● Problem:
Your answer is one number, how many lines in the entries include "scarf".

● Records from a dataset:
○ ○ ○ ○ ○
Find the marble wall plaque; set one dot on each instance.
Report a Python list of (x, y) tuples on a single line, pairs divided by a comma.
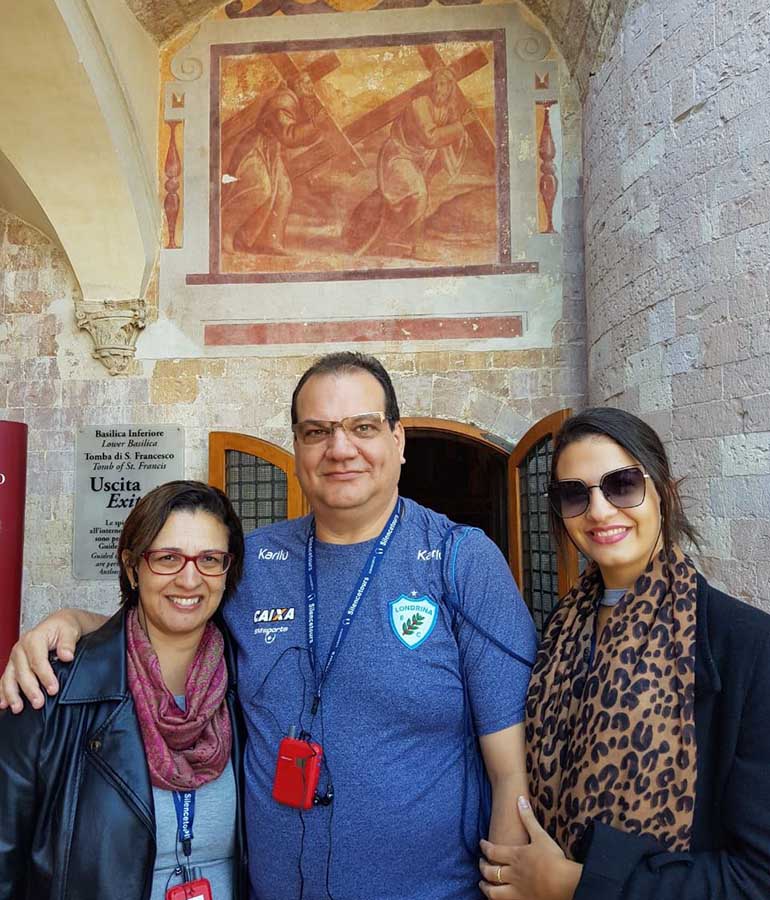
[(115, 465)]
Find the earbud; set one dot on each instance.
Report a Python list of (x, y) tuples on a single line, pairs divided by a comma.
[(326, 800)]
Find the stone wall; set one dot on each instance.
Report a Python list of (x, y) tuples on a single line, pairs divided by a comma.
[(49, 380), (677, 211)]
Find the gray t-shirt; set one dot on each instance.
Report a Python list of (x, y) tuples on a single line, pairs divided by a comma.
[(213, 845)]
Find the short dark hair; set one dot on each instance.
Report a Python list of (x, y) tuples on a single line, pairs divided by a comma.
[(150, 514), (348, 361), (642, 442)]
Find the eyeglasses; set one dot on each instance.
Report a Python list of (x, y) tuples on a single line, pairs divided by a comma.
[(363, 427), (170, 562), (623, 488)]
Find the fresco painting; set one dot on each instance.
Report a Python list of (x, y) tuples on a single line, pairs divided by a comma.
[(360, 154)]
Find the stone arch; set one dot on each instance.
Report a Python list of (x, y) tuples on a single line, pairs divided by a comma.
[(581, 29), (74, 142)]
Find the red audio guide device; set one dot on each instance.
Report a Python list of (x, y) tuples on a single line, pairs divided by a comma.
[(297, 771)]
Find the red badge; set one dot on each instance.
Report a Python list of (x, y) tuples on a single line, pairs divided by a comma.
[(200, 889)]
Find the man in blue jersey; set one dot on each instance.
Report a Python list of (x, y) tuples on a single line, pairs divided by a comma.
[(365, 628)]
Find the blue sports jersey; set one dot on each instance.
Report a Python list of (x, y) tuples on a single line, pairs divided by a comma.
[(391, 718)]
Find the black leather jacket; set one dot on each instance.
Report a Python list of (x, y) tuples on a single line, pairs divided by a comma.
[(76, 809)]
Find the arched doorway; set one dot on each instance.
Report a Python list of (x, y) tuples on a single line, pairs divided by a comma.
[(451, 467), (454, 469)]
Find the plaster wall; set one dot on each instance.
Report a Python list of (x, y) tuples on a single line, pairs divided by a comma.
[(54, 135), (49, 380), (677, 213)]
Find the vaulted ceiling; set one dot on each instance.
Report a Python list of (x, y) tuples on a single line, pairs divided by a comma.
[(582, 29)]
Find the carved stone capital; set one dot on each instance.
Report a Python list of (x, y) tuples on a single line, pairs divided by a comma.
[(114, 326)]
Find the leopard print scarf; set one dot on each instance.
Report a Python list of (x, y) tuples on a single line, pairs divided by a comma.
[(615, 741)]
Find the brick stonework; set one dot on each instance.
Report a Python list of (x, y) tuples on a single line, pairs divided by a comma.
[(677, 210), (50, 381)]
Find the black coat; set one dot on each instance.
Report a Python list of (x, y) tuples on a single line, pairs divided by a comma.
[(76, 808), (730, 851)]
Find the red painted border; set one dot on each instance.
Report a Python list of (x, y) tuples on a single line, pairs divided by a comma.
[(361, 330), (504, 266), (517, 268)]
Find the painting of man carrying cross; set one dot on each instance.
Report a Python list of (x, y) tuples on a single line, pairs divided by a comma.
[(362, 154)]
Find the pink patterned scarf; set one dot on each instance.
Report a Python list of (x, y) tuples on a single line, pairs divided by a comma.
[(185, 748)]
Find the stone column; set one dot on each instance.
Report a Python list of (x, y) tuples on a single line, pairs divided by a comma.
[(114, 326), (677, 213)]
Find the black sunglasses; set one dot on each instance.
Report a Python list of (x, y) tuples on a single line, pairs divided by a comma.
[(623, 488)]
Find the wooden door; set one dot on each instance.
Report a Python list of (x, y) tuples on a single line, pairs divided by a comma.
[(257, 476), (541, 575)]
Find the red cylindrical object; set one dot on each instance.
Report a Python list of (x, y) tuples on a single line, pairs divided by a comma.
[(13, 489)]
○ ○ ○ ○ ○
● Solution for this task:
2